====== TEXT

As you know, for a writer, criticism is part of the job. Evaluators, readers, editors, reviewers, all get a say on our performance, but it’s the way they deliver their “say” that matters to me. Yesterday, one of my newer readers dropped off my manuscript with her comments, and she was worried because she felt she’d only put the negative and not enough positive. And yet, as I went through her feedback, she was dead on in her comments and I knew that by following her advice, my story would be stronger. She had a positive at the end, but honestly, while I loved the positive, I loved the negative more. I could totally see what she meant, was surprised I hadn’t thought of it myself, and was eager to get on the computer and fix it. Those are the types of criticism I find valuable. Something like, “this book was terrible,” or “I was totally bored reading this book,” (to quote Piers Morgan) would be entirely unhelpful to me.

So, the moral of the story is, I don’t think any writer out there just wants positive, happy, comments, with no criticism ever (okay maybe sometimes), because if we did, we would never become a published writer, since there is no way to make everyone love your book. But it’s the constructive criticism that we get during the process and when our books are on the shelf that helps us improve and grow and that makes us better writers. It’s those little things that get pointed out for improvement purposes that makes it invaluable to a writer. (Even though sometimes it does sting. I’m still working on that a bit.) But we need that sort of input if we ever want to be a better writer.

(And can I just say that I would LOVE to see Piers Morgan on Wipeout? Just once.)


6 Comments:

At 8/19/2010 12:25 PM, Anonymous Anonymous said...

Piers Morgan on Wipeout would be awesome!

With that said, I do think his criticism is just for show, as if people need a reason to boo. But yeah, if he did a critique of someone's writing, he'd be useless.

I do want to say that I received a very bad critique from the LDS Storymakers first chapter contest. Yeah, my story wasn't perfect. And four of the judges gave me things to look at.

However, this one judge basically called my writing crap (can I say that? Well, you said 'twit' so I'm going with it.) Either way, that's fine. I didn't mind the low score. It was the fact that the person said nothing to help me improve it. It's fine that the judge didn't like it. But to give useless criticism did not help me feel better as an author.

It honestly made me want to give up writing all together. But after the anger and bitterness subsided, I decided I'm just going to ignore it and keep the paper as motivation to prove that person wrong.

 
At 8/19/2010 12:30 PM, Blogger Julie Coulter Bellon said...

Anonymous, that really surprises me. As the person who was in charge of the First Chapter contest last year, I was so grateful that all of our judges were so professional and put in countless hours to make sure their critiques were fair and helpful. I honestly can't think of one that I saw that was "useless," in all of the 200 entries.

If you'd like to email me offline, I'd be happy to discuss it further with you.

 
At 8/19/2010 6:25 PM, Blogger Debbie / Cranberry Fries said...

============
====== EXTRACTED RECORDS

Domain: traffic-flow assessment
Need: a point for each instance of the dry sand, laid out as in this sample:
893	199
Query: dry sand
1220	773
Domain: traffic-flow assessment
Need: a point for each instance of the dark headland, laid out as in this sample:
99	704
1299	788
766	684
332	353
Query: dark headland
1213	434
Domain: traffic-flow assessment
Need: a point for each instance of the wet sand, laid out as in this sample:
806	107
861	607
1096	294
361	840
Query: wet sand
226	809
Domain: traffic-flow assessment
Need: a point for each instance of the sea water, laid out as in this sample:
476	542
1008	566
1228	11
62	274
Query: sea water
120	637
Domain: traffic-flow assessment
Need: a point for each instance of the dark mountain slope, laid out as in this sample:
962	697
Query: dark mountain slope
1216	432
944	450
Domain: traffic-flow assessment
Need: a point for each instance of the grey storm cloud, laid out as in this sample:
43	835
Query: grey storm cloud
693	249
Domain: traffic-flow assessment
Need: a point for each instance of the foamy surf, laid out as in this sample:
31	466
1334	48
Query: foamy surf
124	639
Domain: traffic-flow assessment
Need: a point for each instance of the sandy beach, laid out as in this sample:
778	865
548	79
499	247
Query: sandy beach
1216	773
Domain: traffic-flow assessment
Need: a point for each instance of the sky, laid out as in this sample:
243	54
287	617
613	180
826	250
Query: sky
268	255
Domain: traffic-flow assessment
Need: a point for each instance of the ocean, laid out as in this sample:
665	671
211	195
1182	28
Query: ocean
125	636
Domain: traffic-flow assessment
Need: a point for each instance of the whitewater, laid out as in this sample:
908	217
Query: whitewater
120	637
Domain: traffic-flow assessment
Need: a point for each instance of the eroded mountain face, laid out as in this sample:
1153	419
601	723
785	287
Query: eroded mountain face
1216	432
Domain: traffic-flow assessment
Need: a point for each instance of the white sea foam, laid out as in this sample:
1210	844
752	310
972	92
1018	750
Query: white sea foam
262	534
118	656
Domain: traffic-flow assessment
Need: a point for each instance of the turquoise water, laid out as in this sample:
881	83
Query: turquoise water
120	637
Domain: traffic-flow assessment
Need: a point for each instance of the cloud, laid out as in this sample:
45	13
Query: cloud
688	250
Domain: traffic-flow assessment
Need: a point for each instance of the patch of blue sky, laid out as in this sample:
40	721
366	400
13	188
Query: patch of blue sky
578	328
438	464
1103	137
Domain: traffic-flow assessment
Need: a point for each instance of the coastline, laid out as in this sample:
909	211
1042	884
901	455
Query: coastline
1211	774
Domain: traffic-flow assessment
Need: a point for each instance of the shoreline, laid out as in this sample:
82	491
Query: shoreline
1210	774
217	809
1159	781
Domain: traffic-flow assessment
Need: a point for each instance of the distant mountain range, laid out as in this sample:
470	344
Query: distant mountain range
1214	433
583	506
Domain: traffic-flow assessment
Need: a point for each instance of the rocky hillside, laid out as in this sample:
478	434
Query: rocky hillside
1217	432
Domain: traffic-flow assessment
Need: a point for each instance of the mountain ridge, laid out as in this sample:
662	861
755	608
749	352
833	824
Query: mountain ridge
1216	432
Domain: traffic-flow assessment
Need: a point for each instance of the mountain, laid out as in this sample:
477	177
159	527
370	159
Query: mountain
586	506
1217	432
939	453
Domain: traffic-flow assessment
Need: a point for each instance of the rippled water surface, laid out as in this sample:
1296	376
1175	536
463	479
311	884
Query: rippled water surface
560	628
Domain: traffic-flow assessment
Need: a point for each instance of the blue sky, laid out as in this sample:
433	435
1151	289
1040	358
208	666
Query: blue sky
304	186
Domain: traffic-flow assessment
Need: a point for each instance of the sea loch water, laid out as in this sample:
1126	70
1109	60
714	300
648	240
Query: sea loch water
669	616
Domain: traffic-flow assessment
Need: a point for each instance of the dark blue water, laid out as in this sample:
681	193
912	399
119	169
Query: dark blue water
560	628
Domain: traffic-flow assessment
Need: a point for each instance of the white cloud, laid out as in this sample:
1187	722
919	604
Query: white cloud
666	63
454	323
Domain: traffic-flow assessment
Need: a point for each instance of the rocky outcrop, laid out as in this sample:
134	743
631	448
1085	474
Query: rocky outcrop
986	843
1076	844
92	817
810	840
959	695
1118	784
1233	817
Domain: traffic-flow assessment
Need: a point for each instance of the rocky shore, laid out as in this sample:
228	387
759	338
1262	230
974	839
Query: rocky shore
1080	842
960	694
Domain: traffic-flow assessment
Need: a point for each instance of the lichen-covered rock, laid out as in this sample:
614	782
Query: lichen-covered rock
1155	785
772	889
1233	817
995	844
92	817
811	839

============

**WRITTEN EXERCISE 1**
List every group that the post on criticism says gets a say on a writer's performance.
**WRITTEN EXERCISE 2**
Reproduce the post on criticism between "Piers Morgan on Wipeout would" and "to look at.", inclusive, substituting "reviewers" for "judges".

**COMPLETE RESPONSE 1**
Evaluators, readers, editors, reviewers

**COMPLETE RESPONSE 2**
Piers Morgan on Wipeout would be awesome!

With that said, I do think his criticism is just for show, as if people need a reason to boo. But yeah, if he did a critique of someone's writing, he'd be useless.

I do want to say that I received a very bad critique from the LDS Storymakers first chapter contest. Yeah, my story wasn't perfect. And four of the reviewers gave me things to look at.